■ **OBJECTIVE 1**:
From the blog post on same sex marriage, reproduce the text between "Today two members" and "of urgent action.", inclusive.

Showing posts with label coalition for marriage. Show all posts
Showing posts with label coalition for marriage. Show all posts

Monday, 21 January 2013

Same sex marriage - why we must act urgently

Today two members of our parish pro life group, Stella and myself, had the good fortune to attend one of SPUC's Information Days for clergy and laity which are to be held around the country on the subject of the same sex marriage Bill that the Government wishes to introduce imminently.  We were spoilt in that the meeting was held in our own church hall - other delegates had to brave icy roads and snow-delayed trains to attend, but I'm sure they thought it was worth it.  An inspiring and informative day which has, I'm sure, left us all convinced of the necessity of urgent action.

The first speaker was Anthony McCarthy, a bioethicist and Philosophy tutor who now works for SPUC overseeing their educational work and publications and their website.  His talk, Protecting Marriage - Protecting the Unborn, set the whole day in context by illustrating just why the issue of same sex marriage is so important for all of us and why an organisation whose primary concern is protecting the sanctity of life had got involved in the issue.  He pointed out that one doesn't have to be "religious" in order to believe that marriage, defined as an exclusive and committed union between one man and one woman, should be protected.  As Catholic Christians, yes we believe that Jesus Christ raised marriage to the dignity of a sacrament, but the very existence of that sacrament depends on a prior reality - natural marriage, as inbuilt into our very natures as male and female human beings.  This natural reality precedes all civil definitions and thus determines them.

■ **OBJECTIVE 2**:
How many lines in the entries contain the string "hair"? Case counts, and reply with the number alone.

■ **TASK INPUT**:
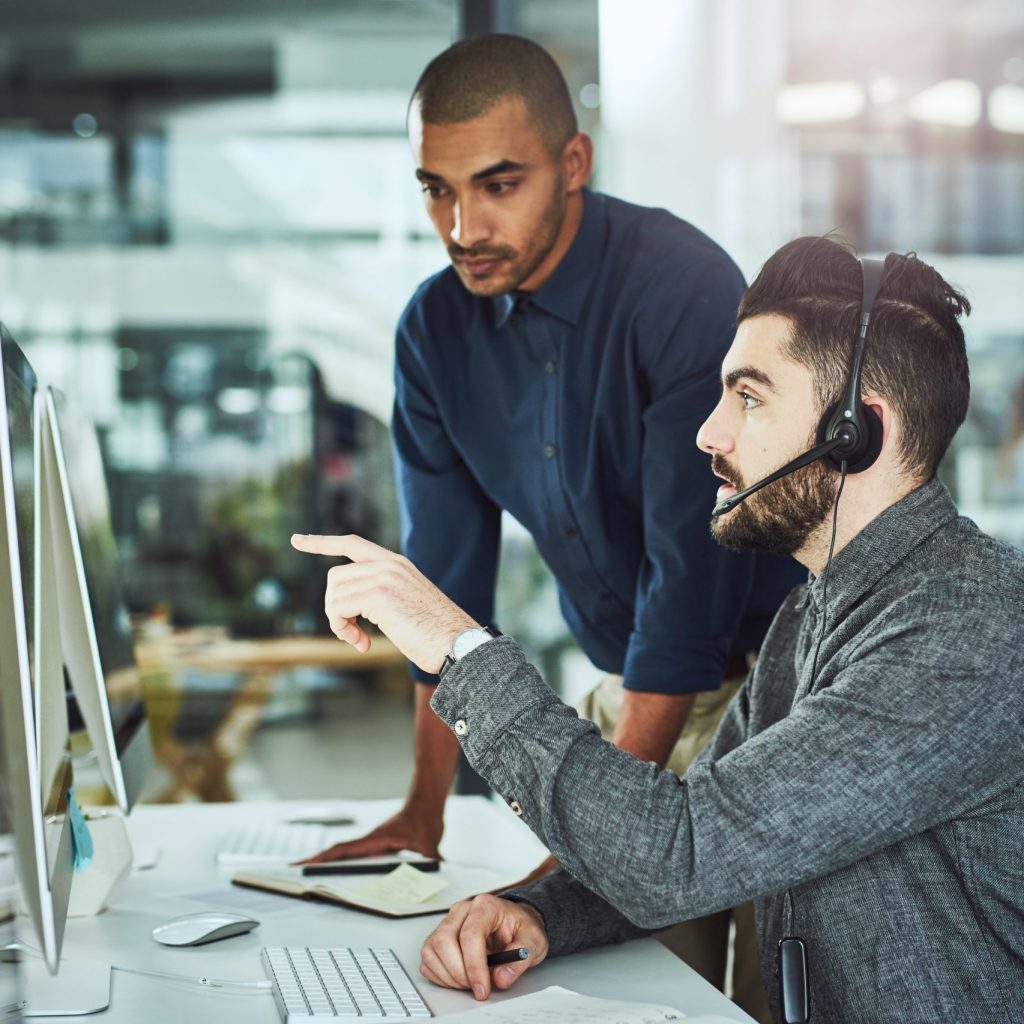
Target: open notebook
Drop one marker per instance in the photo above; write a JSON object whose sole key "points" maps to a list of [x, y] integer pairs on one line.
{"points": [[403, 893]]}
---
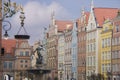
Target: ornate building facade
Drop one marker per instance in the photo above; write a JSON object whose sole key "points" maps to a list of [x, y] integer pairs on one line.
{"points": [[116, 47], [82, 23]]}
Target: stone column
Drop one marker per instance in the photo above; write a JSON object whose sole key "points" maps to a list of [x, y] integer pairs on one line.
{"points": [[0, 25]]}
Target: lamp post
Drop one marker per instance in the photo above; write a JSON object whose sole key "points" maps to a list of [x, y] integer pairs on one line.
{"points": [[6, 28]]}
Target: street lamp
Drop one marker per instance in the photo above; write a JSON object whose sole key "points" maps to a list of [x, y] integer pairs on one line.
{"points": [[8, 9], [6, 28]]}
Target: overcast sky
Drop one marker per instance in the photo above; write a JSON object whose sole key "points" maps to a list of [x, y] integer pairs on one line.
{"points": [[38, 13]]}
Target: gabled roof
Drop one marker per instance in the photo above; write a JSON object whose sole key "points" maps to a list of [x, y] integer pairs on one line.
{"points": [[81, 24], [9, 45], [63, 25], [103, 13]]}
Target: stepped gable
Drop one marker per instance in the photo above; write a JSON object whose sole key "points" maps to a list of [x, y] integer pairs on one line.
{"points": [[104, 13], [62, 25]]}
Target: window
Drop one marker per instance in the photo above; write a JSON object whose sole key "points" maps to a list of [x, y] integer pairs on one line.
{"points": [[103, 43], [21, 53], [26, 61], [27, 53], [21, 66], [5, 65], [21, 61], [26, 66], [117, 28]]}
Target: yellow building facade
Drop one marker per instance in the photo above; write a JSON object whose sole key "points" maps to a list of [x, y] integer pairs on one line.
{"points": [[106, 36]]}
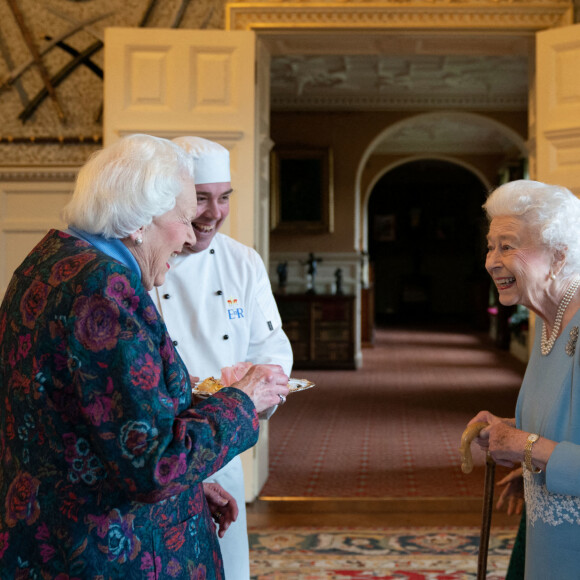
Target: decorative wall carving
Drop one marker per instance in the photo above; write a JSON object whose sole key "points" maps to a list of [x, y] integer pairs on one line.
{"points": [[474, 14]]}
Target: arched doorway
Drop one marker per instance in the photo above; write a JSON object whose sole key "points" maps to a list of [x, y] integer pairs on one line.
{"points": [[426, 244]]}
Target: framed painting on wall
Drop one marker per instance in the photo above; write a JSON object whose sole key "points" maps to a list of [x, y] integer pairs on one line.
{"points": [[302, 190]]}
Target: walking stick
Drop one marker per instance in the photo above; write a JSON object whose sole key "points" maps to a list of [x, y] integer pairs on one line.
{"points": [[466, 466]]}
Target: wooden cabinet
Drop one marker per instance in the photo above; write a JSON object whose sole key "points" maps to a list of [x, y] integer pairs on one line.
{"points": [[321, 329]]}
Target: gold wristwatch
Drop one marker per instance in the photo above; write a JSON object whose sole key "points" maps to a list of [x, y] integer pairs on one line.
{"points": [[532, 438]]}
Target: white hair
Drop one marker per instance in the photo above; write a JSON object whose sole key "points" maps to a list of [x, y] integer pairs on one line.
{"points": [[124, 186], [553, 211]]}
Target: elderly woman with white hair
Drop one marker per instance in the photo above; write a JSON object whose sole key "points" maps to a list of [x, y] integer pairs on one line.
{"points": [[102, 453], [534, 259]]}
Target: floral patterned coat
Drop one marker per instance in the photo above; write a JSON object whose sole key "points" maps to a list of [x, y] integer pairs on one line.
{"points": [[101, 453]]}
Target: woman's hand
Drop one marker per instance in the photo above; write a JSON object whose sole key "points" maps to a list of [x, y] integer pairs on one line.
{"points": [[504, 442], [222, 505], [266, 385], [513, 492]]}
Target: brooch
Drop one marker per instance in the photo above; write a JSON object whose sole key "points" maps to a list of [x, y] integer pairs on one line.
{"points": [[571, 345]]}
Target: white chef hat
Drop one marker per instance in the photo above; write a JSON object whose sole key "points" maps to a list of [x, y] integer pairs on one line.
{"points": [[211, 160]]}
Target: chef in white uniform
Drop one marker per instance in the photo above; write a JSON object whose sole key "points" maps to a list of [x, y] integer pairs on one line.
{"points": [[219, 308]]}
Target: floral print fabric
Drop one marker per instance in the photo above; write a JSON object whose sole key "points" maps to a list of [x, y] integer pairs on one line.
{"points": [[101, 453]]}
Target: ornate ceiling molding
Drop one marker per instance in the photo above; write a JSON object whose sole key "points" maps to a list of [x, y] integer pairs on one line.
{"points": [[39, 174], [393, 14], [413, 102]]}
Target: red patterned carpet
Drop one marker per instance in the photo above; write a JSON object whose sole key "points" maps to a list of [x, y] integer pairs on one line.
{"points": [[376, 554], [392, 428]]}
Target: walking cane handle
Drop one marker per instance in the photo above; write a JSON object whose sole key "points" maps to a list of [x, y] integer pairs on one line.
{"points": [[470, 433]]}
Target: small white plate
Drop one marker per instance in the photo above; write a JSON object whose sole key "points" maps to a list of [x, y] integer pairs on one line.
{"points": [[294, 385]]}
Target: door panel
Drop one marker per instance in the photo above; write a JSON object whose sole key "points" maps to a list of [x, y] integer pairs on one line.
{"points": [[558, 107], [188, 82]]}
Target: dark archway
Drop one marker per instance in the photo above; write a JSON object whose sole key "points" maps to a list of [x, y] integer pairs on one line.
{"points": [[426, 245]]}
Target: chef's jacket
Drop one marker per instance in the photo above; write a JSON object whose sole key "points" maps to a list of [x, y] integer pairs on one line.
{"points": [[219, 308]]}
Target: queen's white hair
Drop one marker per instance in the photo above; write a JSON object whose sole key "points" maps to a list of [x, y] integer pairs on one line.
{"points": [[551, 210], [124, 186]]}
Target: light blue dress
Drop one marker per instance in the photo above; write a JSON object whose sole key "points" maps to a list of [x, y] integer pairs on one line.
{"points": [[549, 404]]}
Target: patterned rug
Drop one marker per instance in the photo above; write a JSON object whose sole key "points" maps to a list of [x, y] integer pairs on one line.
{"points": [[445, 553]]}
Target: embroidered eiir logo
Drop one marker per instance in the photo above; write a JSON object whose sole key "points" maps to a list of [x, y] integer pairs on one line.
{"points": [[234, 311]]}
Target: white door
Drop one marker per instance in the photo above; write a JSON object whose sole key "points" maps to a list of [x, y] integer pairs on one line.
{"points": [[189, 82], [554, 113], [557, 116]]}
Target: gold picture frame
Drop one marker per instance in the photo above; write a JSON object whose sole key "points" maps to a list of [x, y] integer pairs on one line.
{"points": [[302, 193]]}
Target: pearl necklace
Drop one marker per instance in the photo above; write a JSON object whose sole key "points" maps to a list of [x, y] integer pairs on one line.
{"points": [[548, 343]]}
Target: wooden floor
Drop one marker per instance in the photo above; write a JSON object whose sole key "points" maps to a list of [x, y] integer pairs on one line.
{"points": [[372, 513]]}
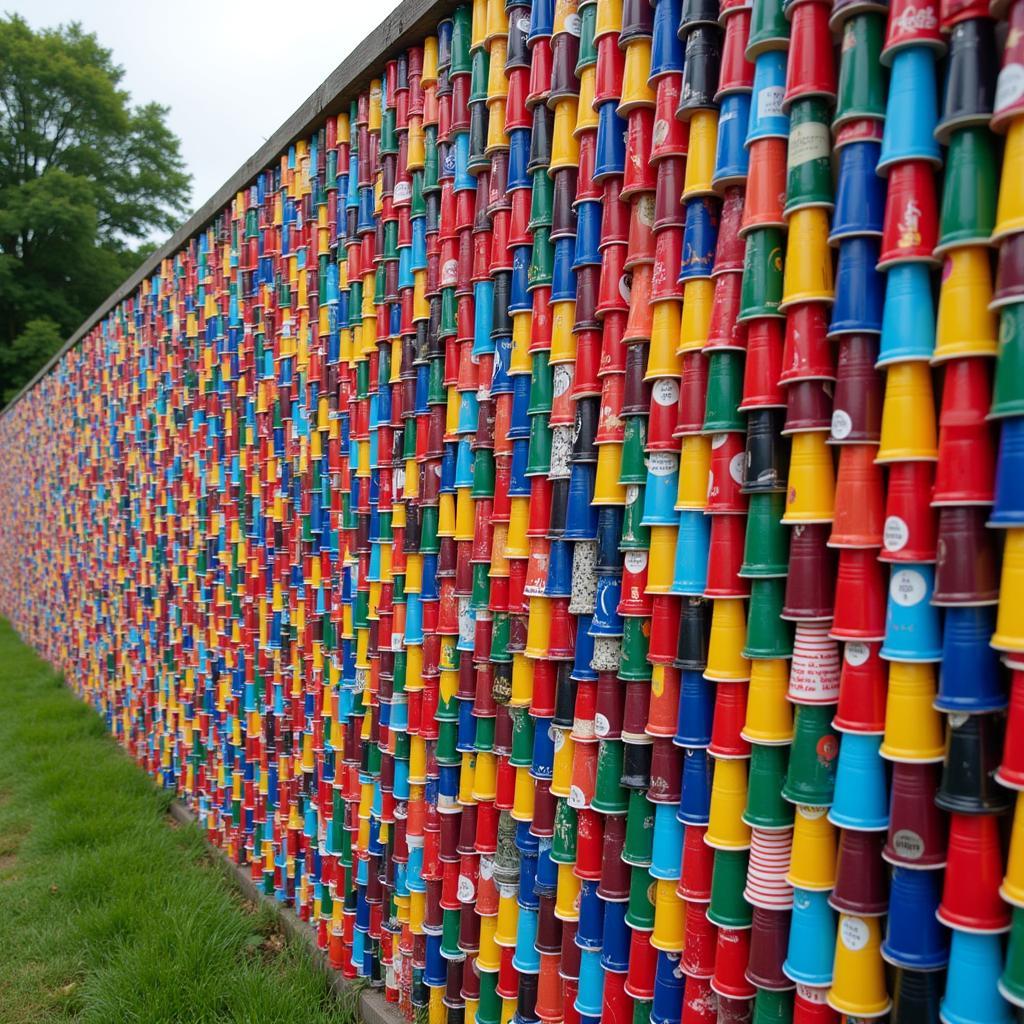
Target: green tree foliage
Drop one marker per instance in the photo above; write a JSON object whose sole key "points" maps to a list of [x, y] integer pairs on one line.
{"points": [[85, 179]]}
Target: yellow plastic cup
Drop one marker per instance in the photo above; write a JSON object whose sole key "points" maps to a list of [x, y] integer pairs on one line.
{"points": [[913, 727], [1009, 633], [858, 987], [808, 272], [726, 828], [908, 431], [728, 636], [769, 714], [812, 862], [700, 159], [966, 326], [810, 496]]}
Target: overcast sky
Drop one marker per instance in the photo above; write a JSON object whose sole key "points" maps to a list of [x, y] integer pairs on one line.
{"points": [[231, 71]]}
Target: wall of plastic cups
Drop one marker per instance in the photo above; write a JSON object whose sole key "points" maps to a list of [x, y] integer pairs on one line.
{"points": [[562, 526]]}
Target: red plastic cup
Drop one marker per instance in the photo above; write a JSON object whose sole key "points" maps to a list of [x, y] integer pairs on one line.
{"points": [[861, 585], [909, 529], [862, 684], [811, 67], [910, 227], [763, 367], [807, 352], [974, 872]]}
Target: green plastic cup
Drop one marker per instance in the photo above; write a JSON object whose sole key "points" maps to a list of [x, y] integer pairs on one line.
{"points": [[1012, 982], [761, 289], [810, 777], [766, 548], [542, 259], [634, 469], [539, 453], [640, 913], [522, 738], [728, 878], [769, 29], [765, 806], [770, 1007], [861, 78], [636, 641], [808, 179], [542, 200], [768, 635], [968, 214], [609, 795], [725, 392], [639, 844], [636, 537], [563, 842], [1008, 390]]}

■ **WORKED SOLUTION 1**:
Today two members of our parish pro life group, Stella and myself, had the good fortune to attend one of SPUC's Information Days for clergy and laity which are to be held around the country on the subject of the same sex marriage Bill that the Government wishes to introduce imminently.  We were spoilt in that the meeting was held in our own church hall - other delegates had to brave icy roads and snow-delayed trains to attend, but I'm sure they thought it was worth it.  An inspiring and informative day which has, I'm sure, left us all convinced of the necessity of urgent action.

■ **WORKED SOLUTION 2**:
3